▸ Text block

▽

Comparing sched-pipe performance on a guest VM:

# perf stat -r 5 --cpu 4,5 -e task-clock,cycles,instructions \
   -e sched:sched_wake_idle_without_ipi perf bench sched pipe -l 1000000 --cpu 4

# without polling in idle

 Performance counter stats for 'CPU(s) 4,5' (5 runs):

         25,229.57 msec task-clock                       #    2.000 CPUs utilized               ( +-  7.75% )
    45,821,250,284      cycles                           #    1.816 GHz                         ( +- 10.07% )
    26,557,496,665      instructions                     #    0.58  insn per cycle              ( +-  0.21% )
                 0      sched:sched_wake_idle_without_ipi #    0.000 /sec

            12.615 +- 0.977 seconds time elapsed  ( +-  7.75% )


# polling in idle (with haltpoll):

 Performance counter stats for 'CPU(s) 4,5' (5 runs):

         15,131.58 msec task-clock                       #    2.000 CPUs utilized               ( +- 10.00% )
    34,158,188,839      cycles                           #    2.257 GHz                         ( +-  6.91% )
    20,824,950,916      instructions                     #    0.61  insn per cycle              ( +-  0.09% )
         1,983,822      sched:sched_wake_idle_without_ipi #  131.105 K/sec                      ( +-  0.78% )

             7.566 +- 0.756 seconds time elapsed  ( +- 10.00% )

Comparing the two cases, there's a significant drop in both cycles and
instructions executed. And a signficant drop in the wakeup latency.

Tomohiro Misono and Haris Okanovic also report similar latency
improvements on Grace and Graviton systems (for v7) [1] [2].
Haris also tested a modified v9 on top of the split out barrier
primitives.

Lifeng also reports improved context switch latency on a bare-metal
machine with acpi-idle [3].

△

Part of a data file
▽

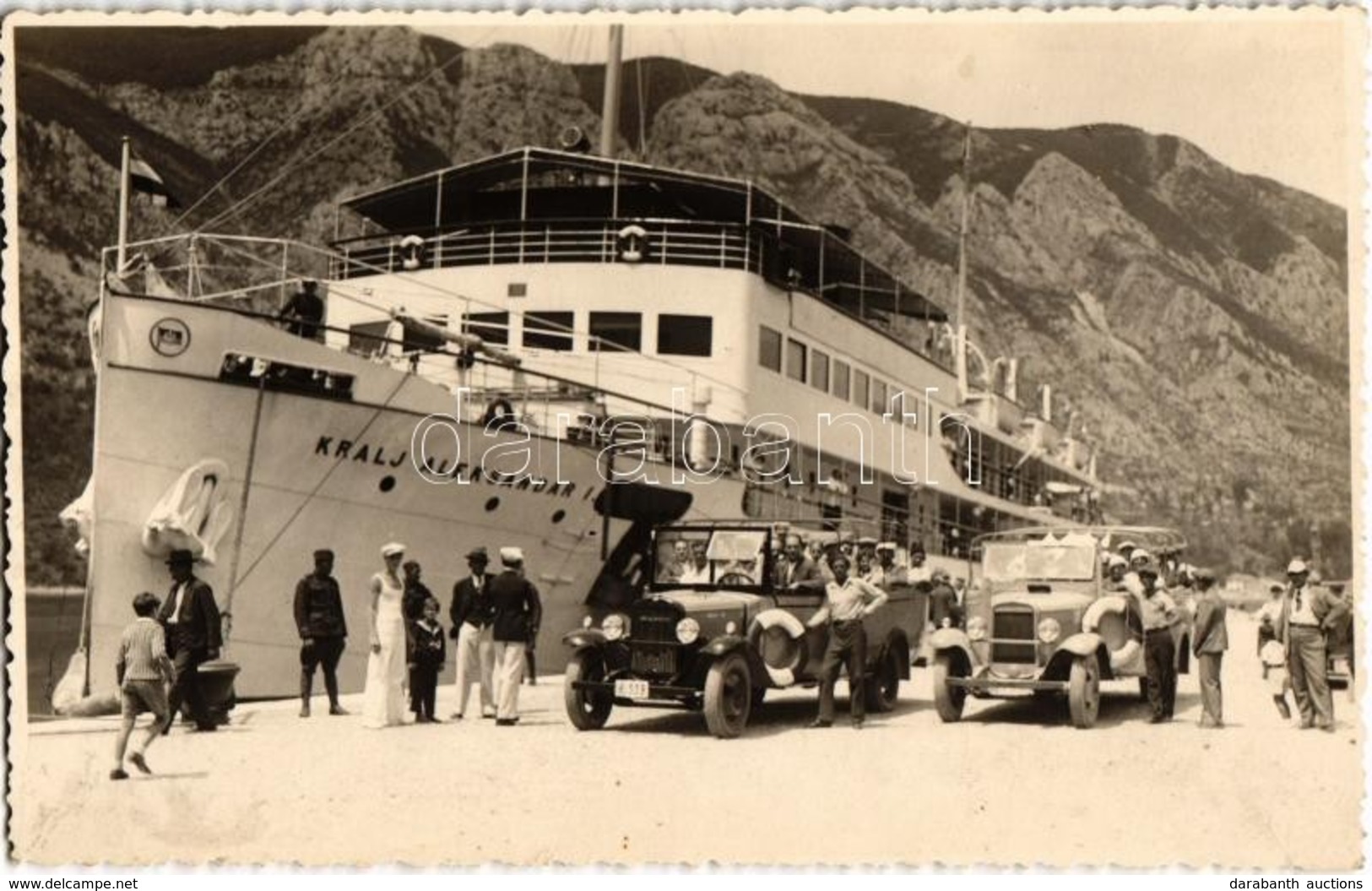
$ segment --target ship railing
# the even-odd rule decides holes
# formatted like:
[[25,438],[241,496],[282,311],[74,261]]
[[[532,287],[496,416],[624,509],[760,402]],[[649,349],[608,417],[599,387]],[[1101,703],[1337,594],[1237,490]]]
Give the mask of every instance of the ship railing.
[[[420,239],[416,242],[414,239]],[[333,279],[505,264],[659,264],[761,269],[761,238],[744,225],[685,220],[495,222],[335,242]]]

△

▸ Task directions
Continue the text about sched-pipe performance with polling in idle, starting after its last sentence.

▸ Response to this task
Series layout
==

 - patches 1-3,

    "cpuidle/poll_state: poll via smp_cond_load_relaxed_timewait()"
    "cpuidle: rename ARCH_HAS_CPU_RELAX to ARCH_HAS_OPTIMIZED_POLL"
    "Kconfig: move ARCH_HAS_OPTIMIZED_POLL to arch/Kconfig"

   switch poll_idle() to using the new barrier interface. Also, do some
   munging of related kconfig options.

 - patches 4-5,

    "arm64: define TIF_POLLING_NRFLAG"
    "arm64: add support for poll_idle()"

   add arm64 support for the polling flag and enable poll_idle()
   support.

 - patches 6, 7-11,

    "ACPI: processor_idle: Support polling state for LPI"

    "cpuidle-haltpoll: define arch_haltpoll_want()"
    "governors/haltpoll: drop kvm_para_available() check"
    "cpuidle-haltpoll: condition on ARCH_CPUIDLE_HALTPOLL"

    "arm64: idle: export arch_cpu_idle()"
    "arm64: support cpuidle-haltpoll"

    add support for polling via acpi-idle, and cpuidle-haltpoll.


Changelog
==

v10: respin of v9
   - sent out smp_cond_load_relaxed_timeout() separately [0]
     - Dropped from this series:
        "asm-generic: add barrier smp_cond_load_relaxed_timeout()"
        "arm64: barrier: add support for smp_cond_relaxed_timeout()"
        "arm64/delay: move some constants out to a separate header"
        "arm64: support WFET in smp_cond_relaxed_timeout()"

   - reworded some commit messages

v9:
 - reworked the series to address a comment from Catalin Marinas
   about how v8 was abusing semantics of smp_cond_load_relaxed().
 - add poll_idle() support in acpi-idle (Lifeng Zheng)
 - dropped some earlier "Tested-by", "Reviewed-by" due to the
   above rework.

v8: No logic changes. Largely respin of v7, with changes
noted below:

 - move selection of ARCH_HAS_OPTIMIZED_POLL on arm64 to its
   own patch.
   (patch-9 "arm64: select ARCH_HAS_OPTIMIZED_POLL")
   
 - address comments simplifying arm64 support (Will Deacon)
   (patch-11 "arm64: support cpuidle-haltpoll")

v7: No significant logic changes. Mostly a respin of v6.

 - minor cleanup in poll_idle() (Christoph Lameter)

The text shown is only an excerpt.